The answer must be a word-for-word copy of the records below, with every picture left out.
[Provided information — start]
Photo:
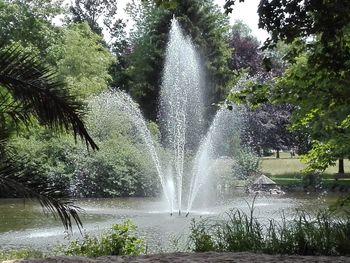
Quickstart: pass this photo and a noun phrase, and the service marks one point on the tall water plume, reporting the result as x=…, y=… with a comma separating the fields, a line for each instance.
x=181, y=109
x=117, y=102
x=181, y=118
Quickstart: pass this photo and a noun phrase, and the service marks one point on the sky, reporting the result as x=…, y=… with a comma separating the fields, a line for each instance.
x=246, y=11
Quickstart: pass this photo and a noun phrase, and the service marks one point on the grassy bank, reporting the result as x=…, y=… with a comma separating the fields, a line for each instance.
x=287, y=172
x=321, y=234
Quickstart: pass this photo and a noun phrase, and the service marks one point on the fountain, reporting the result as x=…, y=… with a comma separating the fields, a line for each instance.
x=181, y=119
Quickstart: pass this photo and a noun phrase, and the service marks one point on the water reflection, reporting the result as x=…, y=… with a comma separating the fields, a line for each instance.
x=23, y=223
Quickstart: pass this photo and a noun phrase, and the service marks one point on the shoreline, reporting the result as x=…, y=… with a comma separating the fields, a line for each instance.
x=239, y=257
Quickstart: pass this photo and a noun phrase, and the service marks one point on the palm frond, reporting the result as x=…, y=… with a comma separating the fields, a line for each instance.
x=37, y=89
x=11, y=181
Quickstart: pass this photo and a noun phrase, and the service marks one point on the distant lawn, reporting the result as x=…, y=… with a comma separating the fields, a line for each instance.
x=288, y=166
x=287, y=171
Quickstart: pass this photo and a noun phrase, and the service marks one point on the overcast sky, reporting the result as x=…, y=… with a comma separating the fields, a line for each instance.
x=246, y=11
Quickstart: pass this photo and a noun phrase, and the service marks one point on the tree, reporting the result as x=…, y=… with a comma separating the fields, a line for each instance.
x=207, y=27
x=317, y=78
x=30, y=90
x=28, y=23
x=246, y=53
x=92, y=11
x=82, y=61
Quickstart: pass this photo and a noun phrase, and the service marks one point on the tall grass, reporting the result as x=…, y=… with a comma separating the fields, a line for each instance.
x=324, y=233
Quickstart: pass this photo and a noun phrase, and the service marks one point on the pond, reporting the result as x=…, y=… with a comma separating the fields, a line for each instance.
x=23, y=223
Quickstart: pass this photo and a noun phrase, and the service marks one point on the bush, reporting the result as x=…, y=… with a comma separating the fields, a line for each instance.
x=321, y=234
x=19, y=254
x=120, y=240
x=246, y=163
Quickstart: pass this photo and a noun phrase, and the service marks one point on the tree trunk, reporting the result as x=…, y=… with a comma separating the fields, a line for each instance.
x=341, y=166
x=278, y=153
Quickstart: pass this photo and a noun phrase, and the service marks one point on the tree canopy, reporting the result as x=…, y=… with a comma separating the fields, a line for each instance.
x=317, y=78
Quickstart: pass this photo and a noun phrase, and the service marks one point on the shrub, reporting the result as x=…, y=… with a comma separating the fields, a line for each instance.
x=120, y=240
x=25, y=253
x=320, y=234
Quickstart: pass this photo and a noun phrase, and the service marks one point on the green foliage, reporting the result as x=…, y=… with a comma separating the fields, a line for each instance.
x=322, y=234
x=20, y=254
x=120, y=168
x=201, y=20
x=317, y=78
x=28, y=23
x=83, y=62
x=246, y=163
x=120, y=240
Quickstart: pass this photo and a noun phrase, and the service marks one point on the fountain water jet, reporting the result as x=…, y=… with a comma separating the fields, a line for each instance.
x=181, y=119
x=181, y=110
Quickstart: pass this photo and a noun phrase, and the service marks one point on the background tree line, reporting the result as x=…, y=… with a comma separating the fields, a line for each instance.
x=88, y=65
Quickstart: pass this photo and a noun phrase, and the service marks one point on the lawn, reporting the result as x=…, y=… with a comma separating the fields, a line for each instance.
x=286, y=166
x=288, y=171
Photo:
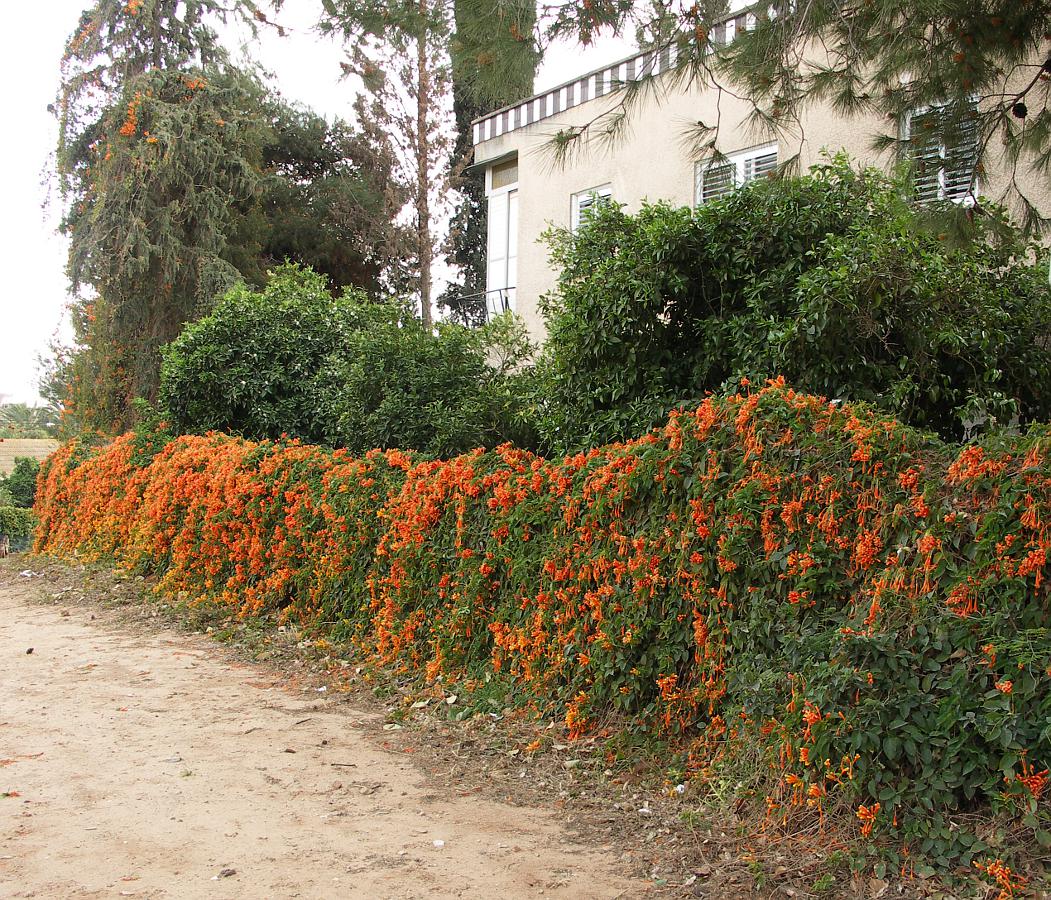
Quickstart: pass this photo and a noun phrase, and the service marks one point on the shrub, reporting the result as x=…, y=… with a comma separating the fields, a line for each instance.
x=295, y=361
x=829, y=281
x=826, y=608
x=248, y=368
x=16, y=524
x=21, y=484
[Provided information — finish]
### Written answer
Photo:
Quickstart: pass this photo and a noun phrase, and the service marks one point on the tall water plume, reporting the result as x=…, y=… with a comma separating the fields, a line for each instance.
x=181, y=109
x=117, y=102
x=181, y=118
Quickstart: pass this photo and a noun phrase, and the service marks one point on the sky, reporting the result as x=…, y=… with a comma separating the fields, a line for each instance.
x=246, y=11
Quickstart: pass this photo and a noun phrase, and the service marks one point on the grassy bank, reporting the result as x=…, y=… with a comma separating the fields, a line for each instance.
x=287, y=172
x=321, y=234
Quickstart: pass this photo and a noun phrase, and the service marks one point on the fountain, reporting the result as x=…, y=… with a comma separating the fields, a line for each instance.
x=181, y=119
Quickstart: pass this photo and a noun phrase, and the service marks one point on the water reflection, reporting the result as x=…, y=… with a comma separating the fields, a line for each instance.
x=23, y=223
Quickstart: pass this photo and a noun phrase, and the service marks one point on the shoreline, reporting the result as x=…, y=… with a comma separating the fields, a line for each instance.
x=239, y=257
Quickstart: pass this photo and a noun phrase, and the service marks one point on the palm frond, reporting the result as x=…, y=… with a comma separating the fields, a line for each instance.
x=37, y=89
x=11, y=181
Quickstart: pass this photo and a noun phrase, and the service marks one point on the distant lawn, reporting the result as x=…, y=… with a comma separating the fields, a line for each instance.
x=288, y=166
x=287, y=171
Quickstart: pass this photo and a noun phrase, and the service marks one point on the overcast sky, reporting the result as x=…, y=… with a comma separating the fields, a line for each instance.
x=246, y=11
Quickstart: pass this photo and a noun phrase, and the service marks one point on the tree, reporting the result as x=…, y=… with a comma separating the fields, a line for each instance.
x=207, y=27
x=317, y=78
x=30, y=90
x=28, y=23
x=246, y=53
x=92, y=11
x=82, y=61
Quickstart: pass this photo and a noun phrase, and the service marks one point on the tall grass, reporting the result as x=…, y=… with a comma separating the fields, a line for each instance.
x=324, y=233
Quickstart: pass this photo and a noun phrase, and the service marks one point on the pond, reporting the result as x=…, y=… with a comma separating the fields, a line for each instance.
x=23, y=223
Quickstart: pass this photo and a noun phrase, and the service marks one point on the bush, reporting the result as x=…, y=… with a comma separating the fields, a line for each instance.
x=321, y=234
x=19, y=254
x=120, y=240
x=246, y=163
Quickstart: pass this photo and a noun phrase, and the service marks one point on the tree trunk, reporting the result as x=…, y=… with a comma separating the fields, a line for each instance.
x=341, y=166
x=278, y=153
Quickstart: pass this photo and a noun phrase, and the service marks one point on the tree canopy, reporting the result as x=…, y=… with a comma separating the fields, a line for each instance.
x=317, y=78
Quickstart: pass this photo and a noun phrase, and the service marks one point on the shrub, reporting the result as x=…, y=… with a comma separating the fields, a line for each instance.
x=120, y=240
x=25, y=253
x=320, y=234
Quickstart: pass this photo and a noun phrase, and the service marks one point on the green foliage, reporting the result as x=…, y=… with a comma separating the fields, a line for each instance.
x=322, y=234
x=20, y=254
x=120, y=168
x=201, y=20
x=317, y=78
x=28, y=23
x=83, y=62
x=246, y=163
x=120, y=240
Quickstart: pass this photo and a noun phrase, and the service marks one point on the fountain water jet, reporting the result as x=…, y=… with a comma separating the fields, a line for each instance.
x=181, y=119
x=181, y=110
Quickstart: pass this photo and a noun phrase, and the service marks one point on the background tree line, reporting the result as x=…, y=… with a comma separating the fields, a line for each instance.
x=88, y=65
Quickstart: pass this photo and a noun phrase, and the service marks one point on the lawn, reporting the result as x=…, y=… with a comma separating the fields, a line for each instance.
x=286, y=166
x=288, y=171
Photo:
Quickstart: pass this photo and a noun phrase, and the service marks one point on the shrub, reporting the result as x=…, y=… with a comma separating the fields, a line for each instance.
x=295, y=361
x=829, y=281
x=826, y=608
x=248, y=368
x=16, y=524
x=21, y=484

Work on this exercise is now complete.